* [Task material]:
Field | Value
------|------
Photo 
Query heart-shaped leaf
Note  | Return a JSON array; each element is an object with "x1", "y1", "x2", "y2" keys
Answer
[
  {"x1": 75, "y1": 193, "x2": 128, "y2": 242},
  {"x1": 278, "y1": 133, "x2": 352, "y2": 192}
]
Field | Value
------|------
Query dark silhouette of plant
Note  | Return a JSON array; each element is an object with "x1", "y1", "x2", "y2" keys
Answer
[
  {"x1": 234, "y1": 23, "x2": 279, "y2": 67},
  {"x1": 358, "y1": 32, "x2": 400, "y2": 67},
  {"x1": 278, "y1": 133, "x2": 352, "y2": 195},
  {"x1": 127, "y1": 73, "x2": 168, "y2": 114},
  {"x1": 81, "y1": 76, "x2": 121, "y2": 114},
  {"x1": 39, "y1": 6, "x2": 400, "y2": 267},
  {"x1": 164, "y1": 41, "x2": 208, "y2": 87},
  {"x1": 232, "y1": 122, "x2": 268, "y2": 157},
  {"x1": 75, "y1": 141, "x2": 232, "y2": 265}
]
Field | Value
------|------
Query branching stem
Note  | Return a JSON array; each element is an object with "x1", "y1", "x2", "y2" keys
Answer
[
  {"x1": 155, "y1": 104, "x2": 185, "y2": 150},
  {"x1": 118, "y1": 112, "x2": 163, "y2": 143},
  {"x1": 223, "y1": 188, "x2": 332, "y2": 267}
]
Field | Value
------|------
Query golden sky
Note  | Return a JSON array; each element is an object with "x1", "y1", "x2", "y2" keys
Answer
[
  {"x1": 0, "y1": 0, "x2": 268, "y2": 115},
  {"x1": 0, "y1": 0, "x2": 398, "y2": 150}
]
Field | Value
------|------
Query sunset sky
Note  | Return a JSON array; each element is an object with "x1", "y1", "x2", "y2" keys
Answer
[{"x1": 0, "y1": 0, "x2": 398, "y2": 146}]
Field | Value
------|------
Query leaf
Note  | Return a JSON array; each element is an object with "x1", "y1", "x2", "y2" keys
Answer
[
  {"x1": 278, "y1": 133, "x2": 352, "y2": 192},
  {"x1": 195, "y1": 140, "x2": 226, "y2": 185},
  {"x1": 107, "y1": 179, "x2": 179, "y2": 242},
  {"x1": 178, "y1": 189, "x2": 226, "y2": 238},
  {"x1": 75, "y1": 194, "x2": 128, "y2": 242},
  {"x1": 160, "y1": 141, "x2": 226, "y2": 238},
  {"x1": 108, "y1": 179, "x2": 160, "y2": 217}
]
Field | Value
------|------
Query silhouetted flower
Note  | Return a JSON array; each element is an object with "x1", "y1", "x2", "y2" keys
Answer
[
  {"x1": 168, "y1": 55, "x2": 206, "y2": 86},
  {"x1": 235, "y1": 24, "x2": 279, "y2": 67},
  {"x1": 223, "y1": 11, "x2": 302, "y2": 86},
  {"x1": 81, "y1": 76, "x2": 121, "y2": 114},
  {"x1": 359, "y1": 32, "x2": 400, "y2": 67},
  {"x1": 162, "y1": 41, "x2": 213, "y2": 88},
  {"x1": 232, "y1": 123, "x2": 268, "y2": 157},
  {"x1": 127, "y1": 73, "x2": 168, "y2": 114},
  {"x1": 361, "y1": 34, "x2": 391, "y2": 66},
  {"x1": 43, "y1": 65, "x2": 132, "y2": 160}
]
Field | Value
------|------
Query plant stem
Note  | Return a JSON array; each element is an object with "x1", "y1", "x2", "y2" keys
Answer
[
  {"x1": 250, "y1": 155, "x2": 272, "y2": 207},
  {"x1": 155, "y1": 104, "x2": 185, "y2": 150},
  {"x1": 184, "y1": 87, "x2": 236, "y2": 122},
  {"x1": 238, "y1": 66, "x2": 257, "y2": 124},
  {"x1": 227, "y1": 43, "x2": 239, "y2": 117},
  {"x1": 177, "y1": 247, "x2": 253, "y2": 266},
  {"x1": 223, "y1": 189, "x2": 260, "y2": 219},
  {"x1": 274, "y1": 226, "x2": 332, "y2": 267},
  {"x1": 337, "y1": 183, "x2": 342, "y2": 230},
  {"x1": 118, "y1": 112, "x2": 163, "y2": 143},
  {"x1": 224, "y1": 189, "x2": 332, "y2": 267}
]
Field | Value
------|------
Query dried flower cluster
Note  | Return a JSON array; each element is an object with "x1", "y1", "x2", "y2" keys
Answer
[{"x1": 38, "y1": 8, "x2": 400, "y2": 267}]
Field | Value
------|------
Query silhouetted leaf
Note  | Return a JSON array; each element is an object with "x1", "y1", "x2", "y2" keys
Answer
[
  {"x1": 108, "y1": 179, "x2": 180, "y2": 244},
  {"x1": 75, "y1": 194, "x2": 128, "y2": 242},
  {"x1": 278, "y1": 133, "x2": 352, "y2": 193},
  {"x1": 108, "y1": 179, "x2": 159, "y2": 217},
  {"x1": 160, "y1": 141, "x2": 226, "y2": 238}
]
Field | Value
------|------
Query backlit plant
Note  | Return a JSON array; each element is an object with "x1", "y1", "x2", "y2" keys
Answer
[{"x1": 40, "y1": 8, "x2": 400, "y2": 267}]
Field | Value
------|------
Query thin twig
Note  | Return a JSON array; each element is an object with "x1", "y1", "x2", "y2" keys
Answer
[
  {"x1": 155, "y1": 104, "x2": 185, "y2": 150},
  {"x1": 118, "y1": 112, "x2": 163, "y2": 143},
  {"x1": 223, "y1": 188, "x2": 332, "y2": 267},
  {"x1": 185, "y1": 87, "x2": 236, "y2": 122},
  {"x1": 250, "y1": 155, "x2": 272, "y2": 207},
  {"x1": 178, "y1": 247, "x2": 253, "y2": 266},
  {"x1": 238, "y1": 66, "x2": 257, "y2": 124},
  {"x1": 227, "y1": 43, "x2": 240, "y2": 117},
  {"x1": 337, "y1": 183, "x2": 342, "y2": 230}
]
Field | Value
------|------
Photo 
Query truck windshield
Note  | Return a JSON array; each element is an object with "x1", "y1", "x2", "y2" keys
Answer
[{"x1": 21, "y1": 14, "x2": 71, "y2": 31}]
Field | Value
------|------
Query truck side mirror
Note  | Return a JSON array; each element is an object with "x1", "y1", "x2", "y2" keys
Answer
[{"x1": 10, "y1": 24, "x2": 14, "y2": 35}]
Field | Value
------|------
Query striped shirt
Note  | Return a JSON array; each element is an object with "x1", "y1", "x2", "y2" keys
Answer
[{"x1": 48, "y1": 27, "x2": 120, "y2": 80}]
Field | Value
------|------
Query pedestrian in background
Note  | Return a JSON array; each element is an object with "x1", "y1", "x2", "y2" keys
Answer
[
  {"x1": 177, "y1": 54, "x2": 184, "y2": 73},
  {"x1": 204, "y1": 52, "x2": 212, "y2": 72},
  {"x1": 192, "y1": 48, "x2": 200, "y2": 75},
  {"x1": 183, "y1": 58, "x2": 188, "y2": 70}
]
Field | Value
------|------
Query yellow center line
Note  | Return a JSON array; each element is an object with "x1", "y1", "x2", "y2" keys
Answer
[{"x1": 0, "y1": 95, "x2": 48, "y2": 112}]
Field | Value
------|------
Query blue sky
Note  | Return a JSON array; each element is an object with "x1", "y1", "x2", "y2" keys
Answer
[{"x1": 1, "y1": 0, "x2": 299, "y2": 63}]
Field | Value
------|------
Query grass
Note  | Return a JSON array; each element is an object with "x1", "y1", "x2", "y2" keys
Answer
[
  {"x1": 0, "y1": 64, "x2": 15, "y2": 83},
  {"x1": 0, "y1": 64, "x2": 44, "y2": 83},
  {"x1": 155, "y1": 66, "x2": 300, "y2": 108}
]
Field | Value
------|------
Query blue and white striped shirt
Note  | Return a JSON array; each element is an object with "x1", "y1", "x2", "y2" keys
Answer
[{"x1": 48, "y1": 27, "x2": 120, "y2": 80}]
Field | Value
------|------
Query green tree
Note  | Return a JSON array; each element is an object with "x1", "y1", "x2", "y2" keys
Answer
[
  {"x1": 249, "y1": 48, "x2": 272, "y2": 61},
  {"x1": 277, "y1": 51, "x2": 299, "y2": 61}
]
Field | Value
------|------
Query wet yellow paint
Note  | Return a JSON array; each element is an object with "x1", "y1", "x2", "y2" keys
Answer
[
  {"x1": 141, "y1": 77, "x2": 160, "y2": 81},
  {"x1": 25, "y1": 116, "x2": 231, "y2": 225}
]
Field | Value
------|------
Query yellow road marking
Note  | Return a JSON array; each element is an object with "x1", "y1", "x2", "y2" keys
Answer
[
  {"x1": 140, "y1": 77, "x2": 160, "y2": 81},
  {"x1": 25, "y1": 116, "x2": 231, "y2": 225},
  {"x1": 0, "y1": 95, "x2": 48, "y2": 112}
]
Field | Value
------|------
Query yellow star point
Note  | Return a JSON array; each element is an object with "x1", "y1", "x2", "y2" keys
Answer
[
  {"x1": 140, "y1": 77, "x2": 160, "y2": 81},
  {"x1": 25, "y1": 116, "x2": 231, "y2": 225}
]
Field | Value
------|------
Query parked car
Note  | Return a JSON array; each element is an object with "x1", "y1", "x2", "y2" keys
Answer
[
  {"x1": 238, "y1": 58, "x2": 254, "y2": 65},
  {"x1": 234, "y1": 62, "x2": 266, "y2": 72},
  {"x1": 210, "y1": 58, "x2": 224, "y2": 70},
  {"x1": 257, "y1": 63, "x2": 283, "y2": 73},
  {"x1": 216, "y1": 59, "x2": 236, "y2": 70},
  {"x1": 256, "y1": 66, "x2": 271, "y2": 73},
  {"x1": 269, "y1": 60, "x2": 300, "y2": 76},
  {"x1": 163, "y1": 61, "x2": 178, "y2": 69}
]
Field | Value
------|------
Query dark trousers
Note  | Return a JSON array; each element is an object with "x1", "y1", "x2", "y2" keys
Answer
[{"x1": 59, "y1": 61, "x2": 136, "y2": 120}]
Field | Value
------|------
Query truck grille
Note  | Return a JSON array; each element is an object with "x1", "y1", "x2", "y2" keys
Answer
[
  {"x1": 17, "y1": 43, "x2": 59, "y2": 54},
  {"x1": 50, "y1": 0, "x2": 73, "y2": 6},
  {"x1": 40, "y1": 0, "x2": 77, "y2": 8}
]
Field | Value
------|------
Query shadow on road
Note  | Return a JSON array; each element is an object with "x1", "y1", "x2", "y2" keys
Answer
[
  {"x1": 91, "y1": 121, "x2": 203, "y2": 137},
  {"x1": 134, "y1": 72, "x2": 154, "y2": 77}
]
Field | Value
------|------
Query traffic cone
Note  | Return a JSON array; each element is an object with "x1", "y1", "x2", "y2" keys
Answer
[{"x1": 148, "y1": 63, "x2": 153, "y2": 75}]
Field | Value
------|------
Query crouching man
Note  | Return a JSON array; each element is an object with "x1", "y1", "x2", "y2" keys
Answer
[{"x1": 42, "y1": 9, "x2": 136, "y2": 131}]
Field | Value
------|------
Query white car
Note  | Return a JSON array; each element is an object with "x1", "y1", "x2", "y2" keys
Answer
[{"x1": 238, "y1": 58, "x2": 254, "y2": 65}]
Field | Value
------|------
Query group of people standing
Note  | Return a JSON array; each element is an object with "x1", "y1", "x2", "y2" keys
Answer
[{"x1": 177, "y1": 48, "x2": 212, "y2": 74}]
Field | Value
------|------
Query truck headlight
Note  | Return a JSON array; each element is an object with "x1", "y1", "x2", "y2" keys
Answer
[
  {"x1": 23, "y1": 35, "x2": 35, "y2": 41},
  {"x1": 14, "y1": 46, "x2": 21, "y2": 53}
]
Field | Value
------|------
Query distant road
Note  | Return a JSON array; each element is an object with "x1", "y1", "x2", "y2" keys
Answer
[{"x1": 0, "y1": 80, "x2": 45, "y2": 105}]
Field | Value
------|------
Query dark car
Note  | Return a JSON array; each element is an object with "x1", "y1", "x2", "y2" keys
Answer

* [Task requirements]: Gather and copy every line of the data in which the string "yellow" is found.

* [Response]:
Query yellow center line
Query wet yellow paint
Query yellow road marking
Query yellow star point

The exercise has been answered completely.